Page text:

A pair of NYU researchers recently took a deep dive into how humans and AI process words and word meaning. Through the study of “psychological semantics,” the duo hoped to explain the shortcomings held by machine learning systems in the natural language processing (NLP) domain. According to a study they published to arXiv:
Many AI researchers do not dwell on whether their models are human-like. If someone could develop a highly accurate machine translation system, few would complain that it doesn’t do things the way human translators do.
In the field of translation, humans have various techniques for keeping multiple languages in their heads and fluidly interfacing between them. Machines, on the other hand, don’t need to understand what a word means in order assign the appropriate translation to it.
This gets tricky when you get closer to human-level accuracy. Translating one, two, and three into Spanish is relatively simple. The machine learns that they are exactly equivalent to uno, dos, and tres, and is likely to get those right 100 percent of the time. But when you add complex concepts, words with more than one meaning, and slang or colloquial speech things can get complex.
We start getting into AI‘s uncanny valley when developers try to create translation algorithms that can handle anything and everything. Much like taking a few Spanish classes won’t teach a human all the slang they might encounter in Mexico City, AI struggles to keep up with an ever-changing human lexicon.
NLP simply isn’t capable of human-like cognition yet and making it exhibit human-like behavior would be ludicrous – imagine if Google Translate balked at a request because it found the word “moist” distasteful, for example.
This line of thinking isn’t just reserved for NLP. Making AI appear more human-like is merely a design decision for most machine learning projects. As the NYU researchers put it in their study:
One way to think about such progress is merely in terms of engineering: There is a job to be done, and if the system does it well enough, it is successful. Engineering is important, and it can result in better and faster performance and relieve humans of dull labor such as keying in answers or making airline itineraries or buying socks.
From a pure engineering point of view, most human jobs can be broken down into individual tasks that would be better suited for automation than AI, and in cases where neural networks would be necessary – directing traffic in a shipping port, for example – it’s hard to imagine a use-case where a general AI would outperform several narrow, task-specific systems.

What you will do:
(1) Answer these from the article on AI and word meaning:
(a) Where did the NYU researchers publish their study?
(b) Which Spanish words are given as the exact equivalents of one, two, and three?
(c) What example does the article give of a case where neural networks would be necessary?
(2) Reproduce word for word the passage of the article on AI and word meaning that begins at the words "This line of" and stops after "or buying socks.".
(3) Resume the article on AI and word meaning after its final sentence.

Listed entries:
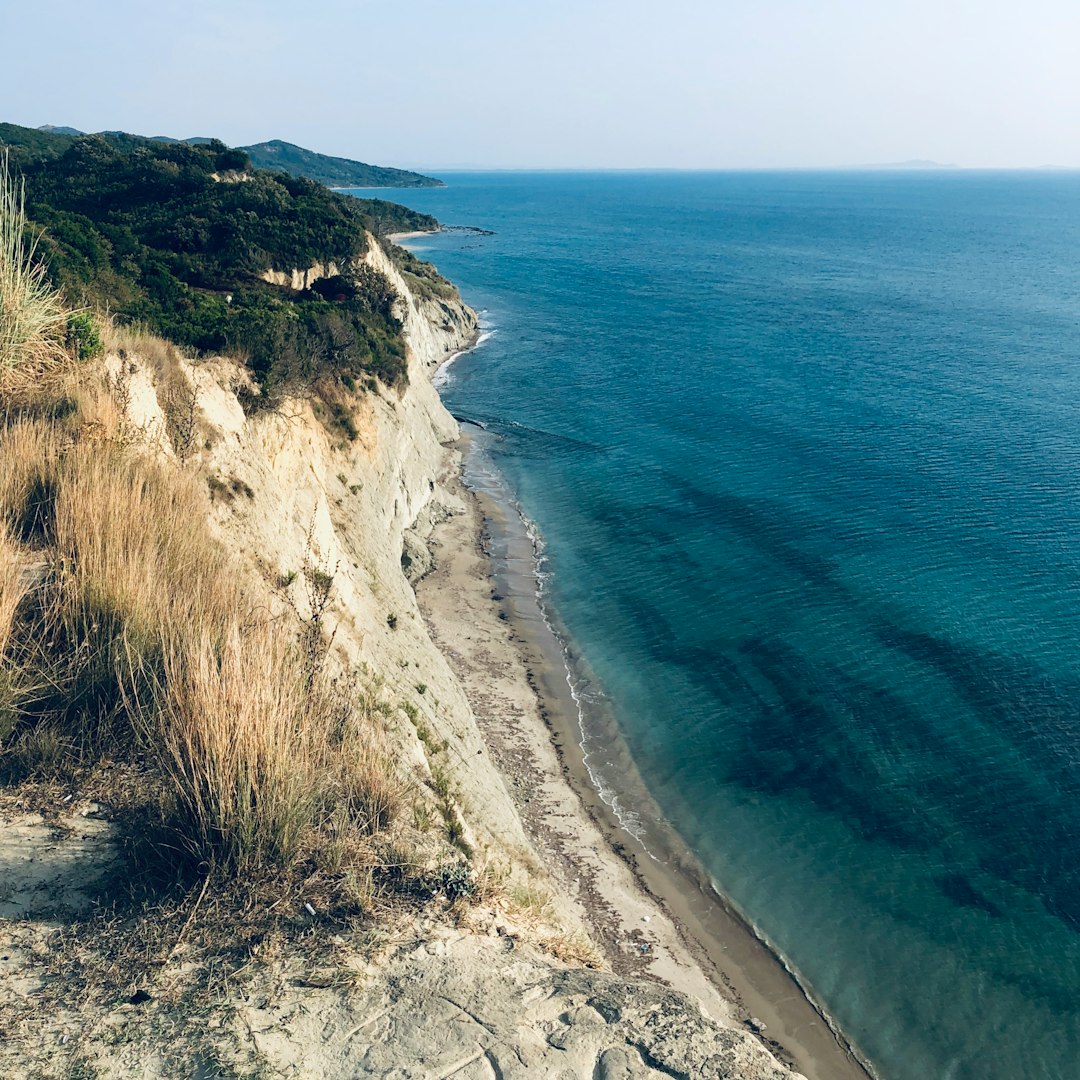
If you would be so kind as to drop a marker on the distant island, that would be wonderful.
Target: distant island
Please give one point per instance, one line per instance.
(913, 163)
(273, 156)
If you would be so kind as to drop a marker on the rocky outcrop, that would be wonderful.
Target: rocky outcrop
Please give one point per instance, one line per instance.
(299, 280)
(475, 1000)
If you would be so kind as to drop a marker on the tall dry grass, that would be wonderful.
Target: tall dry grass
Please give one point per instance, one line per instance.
(143, 639)
(32, 314)
(14, 585)
(139, 637)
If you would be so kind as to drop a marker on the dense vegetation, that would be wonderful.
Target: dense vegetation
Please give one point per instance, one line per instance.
(274, 156)
(176, 237)
(333, 172)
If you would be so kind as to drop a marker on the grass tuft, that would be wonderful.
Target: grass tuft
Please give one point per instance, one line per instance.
(34, 318)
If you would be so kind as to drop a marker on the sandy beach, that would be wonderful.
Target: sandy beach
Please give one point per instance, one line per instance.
(655, 917)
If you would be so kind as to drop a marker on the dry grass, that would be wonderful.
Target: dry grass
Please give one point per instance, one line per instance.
(143, 640)
(32, 315)
(132, 339)
(140, 640)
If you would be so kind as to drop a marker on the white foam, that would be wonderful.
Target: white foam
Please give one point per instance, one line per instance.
(443, 375)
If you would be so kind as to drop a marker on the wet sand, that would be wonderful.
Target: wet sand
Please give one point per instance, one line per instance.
(650, 907)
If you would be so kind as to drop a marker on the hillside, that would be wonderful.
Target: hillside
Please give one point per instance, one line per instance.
(180, 239)
(273, 156)
(333, 172)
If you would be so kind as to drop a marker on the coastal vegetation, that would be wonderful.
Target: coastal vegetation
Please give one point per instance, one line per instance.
(178, 239)
(334, 172)
(273, 156)
(135, 657)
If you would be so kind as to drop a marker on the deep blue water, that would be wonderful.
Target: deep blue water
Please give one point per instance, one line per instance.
(805, 450)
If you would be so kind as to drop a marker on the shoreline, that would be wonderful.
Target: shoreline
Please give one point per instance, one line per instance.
(655, 917)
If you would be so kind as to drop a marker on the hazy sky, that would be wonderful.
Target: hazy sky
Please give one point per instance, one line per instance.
(553, 83)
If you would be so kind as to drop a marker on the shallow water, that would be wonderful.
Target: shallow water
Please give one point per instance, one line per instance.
(804, 453)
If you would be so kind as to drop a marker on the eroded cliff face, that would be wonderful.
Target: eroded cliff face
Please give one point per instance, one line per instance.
(487, 997)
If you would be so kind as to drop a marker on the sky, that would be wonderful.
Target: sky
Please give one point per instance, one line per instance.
(559, 84)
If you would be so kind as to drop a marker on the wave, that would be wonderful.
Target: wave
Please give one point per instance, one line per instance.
(443, 374)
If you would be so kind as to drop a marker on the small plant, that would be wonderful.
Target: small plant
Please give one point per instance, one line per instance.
(180, 408)
(319, 579)
(83, 338)
(441, 783)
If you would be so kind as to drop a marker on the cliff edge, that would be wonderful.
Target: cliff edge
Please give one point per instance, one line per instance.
(494, 971)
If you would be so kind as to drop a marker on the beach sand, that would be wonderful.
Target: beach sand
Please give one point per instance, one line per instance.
(653, 917)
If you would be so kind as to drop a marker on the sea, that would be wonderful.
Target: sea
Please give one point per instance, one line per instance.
(801, 456)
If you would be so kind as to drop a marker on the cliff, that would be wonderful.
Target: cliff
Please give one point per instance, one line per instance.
(508, 984)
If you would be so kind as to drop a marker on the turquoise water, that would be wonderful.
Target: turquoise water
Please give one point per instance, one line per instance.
(805, 454)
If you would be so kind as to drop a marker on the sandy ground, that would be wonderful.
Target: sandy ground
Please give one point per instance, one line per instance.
(650, 920)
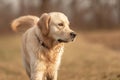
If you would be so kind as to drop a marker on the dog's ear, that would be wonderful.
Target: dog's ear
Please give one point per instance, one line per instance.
(43, 23)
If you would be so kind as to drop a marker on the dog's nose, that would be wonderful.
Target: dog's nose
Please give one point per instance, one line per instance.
(72, 34)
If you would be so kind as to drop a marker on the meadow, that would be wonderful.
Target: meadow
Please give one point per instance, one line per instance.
(93, 55)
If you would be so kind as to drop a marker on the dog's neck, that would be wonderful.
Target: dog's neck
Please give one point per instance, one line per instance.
(47, 42)
(44, 40)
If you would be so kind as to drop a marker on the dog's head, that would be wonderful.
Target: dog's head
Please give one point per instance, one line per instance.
(56, 26)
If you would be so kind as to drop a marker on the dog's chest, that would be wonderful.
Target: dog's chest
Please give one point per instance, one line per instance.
(54, 55)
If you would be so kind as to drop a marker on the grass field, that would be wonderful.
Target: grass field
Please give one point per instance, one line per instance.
(93, 56)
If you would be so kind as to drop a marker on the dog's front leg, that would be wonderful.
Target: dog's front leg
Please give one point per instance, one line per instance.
(37, 70)
(52, 75)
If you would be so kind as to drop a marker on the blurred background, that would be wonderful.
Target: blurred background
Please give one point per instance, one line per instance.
(95, 54)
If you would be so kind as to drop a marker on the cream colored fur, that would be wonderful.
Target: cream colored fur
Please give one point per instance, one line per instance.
(42, 63)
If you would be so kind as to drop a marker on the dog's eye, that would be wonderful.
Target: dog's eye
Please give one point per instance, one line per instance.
(60, 24)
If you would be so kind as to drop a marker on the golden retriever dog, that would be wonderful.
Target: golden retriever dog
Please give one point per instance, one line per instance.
(43, 43)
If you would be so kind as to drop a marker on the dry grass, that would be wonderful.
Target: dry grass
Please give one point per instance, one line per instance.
(82, 60)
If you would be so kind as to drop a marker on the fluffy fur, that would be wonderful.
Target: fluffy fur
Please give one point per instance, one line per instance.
(43, 43)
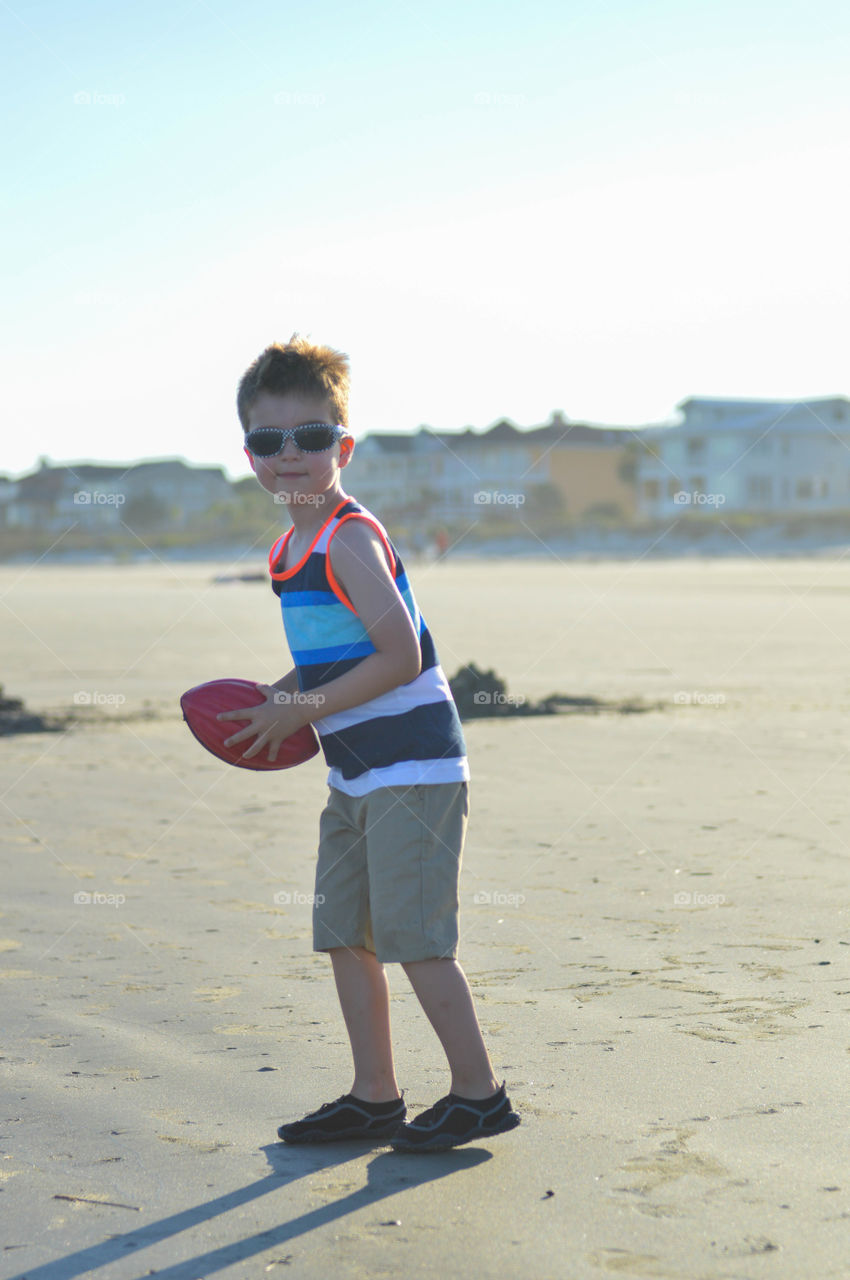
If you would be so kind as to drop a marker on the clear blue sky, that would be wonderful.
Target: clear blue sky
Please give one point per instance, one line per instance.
(496, 209)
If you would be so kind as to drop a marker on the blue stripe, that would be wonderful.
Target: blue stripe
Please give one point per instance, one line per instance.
(302, 599)
(312, 675)
(333, 653)
(428, 732)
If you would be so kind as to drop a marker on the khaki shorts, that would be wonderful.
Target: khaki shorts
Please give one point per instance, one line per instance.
(388, 871)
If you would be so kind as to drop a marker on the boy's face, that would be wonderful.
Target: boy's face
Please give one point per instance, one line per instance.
(295, 471)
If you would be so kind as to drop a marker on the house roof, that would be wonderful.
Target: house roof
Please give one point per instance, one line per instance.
(826, 414)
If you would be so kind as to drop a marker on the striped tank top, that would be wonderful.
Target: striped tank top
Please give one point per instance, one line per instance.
(411, 735)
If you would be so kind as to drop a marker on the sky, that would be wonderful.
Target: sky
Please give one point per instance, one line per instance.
(497, 210)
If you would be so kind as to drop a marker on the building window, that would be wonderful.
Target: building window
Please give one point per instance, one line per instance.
(759, 488)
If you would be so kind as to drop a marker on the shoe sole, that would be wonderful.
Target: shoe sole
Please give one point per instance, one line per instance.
(444, 1143)
(347, 1136)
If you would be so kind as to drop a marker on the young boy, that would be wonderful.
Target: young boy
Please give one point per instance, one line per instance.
(392, 833)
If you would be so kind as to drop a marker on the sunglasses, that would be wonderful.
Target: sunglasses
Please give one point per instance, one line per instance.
(264, 442)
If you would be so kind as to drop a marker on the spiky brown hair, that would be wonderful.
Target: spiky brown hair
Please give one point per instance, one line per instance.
(297, 365)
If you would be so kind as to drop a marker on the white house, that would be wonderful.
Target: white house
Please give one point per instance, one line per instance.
(745, 455)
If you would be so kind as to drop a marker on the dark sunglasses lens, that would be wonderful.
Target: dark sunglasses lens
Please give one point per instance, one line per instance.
(315, 439)
(264, 442)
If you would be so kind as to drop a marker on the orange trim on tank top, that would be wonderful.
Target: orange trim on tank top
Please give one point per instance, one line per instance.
(334, 585)
(273, 558)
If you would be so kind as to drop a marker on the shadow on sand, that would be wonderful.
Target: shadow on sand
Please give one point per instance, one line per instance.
(388, 1174)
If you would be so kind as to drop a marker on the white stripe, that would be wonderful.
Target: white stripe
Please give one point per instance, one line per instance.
(406, 773)
(429, 686)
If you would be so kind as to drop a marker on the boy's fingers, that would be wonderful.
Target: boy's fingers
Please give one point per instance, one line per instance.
(240, 736)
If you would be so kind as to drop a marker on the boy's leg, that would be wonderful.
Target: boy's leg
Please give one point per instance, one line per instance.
(364, 997)
(444, 993)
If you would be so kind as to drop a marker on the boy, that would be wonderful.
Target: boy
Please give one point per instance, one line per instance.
(392, 833)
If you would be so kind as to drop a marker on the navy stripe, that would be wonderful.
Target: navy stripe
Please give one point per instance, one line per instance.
(429, 732)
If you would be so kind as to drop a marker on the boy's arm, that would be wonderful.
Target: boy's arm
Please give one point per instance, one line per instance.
(361, 570)
(287, 684)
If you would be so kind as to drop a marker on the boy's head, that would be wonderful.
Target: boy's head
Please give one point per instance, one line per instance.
(301, 368)
(293, 407)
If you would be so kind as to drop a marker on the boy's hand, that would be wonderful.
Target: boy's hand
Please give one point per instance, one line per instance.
(270, 722)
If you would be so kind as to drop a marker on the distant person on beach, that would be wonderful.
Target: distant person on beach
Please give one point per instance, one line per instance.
(391, 837)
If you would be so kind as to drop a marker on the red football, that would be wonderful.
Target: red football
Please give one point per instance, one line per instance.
(204, 703)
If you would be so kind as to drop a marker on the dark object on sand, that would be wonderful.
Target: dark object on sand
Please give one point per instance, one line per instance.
(14, 718)
(480, 694)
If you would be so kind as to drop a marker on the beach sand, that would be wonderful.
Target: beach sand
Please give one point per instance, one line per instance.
(654, 922)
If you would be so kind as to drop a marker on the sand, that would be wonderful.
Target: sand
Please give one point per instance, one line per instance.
(654, 920)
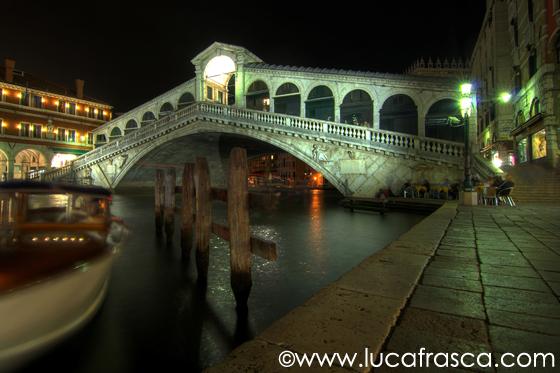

Responses to the tasks:
(1)
(a) On arXiv.
(b) Uno, dos, and tres.
(c) Directing traffic in a shipping port.

(2)
This line of thinking isn’t just reserved for NLP. Making AI appear more human-like is merely a design decision for most machine learning projects. As the NYU researchers put it in their study:
One way to think about such progress is merely in terms of engineering: There is a job to be done, and if the system does it well enough, it is successful. Engineering is important, and it can result in better and faster performance and relieve humans of dull labor such as keying in answers or making airline itineraries or buying socks.

(3)
Consider self-driving cars. It makes more sense to build a vehicle made up of several systems that work together instead of designing a humanoid robot that can walk up to, unlock, enter, start, and drive a traditional automobile.
Most of the time, when developers claim they’ve created a “human-like” AI, what they mean is that they’ve automated a task that humans are often employed for. Facial recognition software, for example, can replace a human gate guard but it cannot tell you how good the pizza is at the local restaurant down the road.
That means the bar is pretty low for AI when it comes to being “human-like.” Alexa and Siri do a fairly good human imitation. They have names and voices and have been programmed to seem helpful, funny, friendly, and polite.
But there’s no function a smart speaker performs than couldn’t be better handled by a button. If you had infinite space and an infinite attention span, you could use buttons for anything and everything a smart speaker could do. One might say “Play Mariah Carey,” while another says “Tell me a joke.” The point is, Alexa’s about as human-like as a giant remote control.
AI isn’t like humans. We may be decades or more away from a general AI that can intuit and function at human-level in any domain. Robot butlers are a long way off. For now, the best AI developers can do is imitate human effort, and that’s seldom as useful as simplifying a process to something easily automated.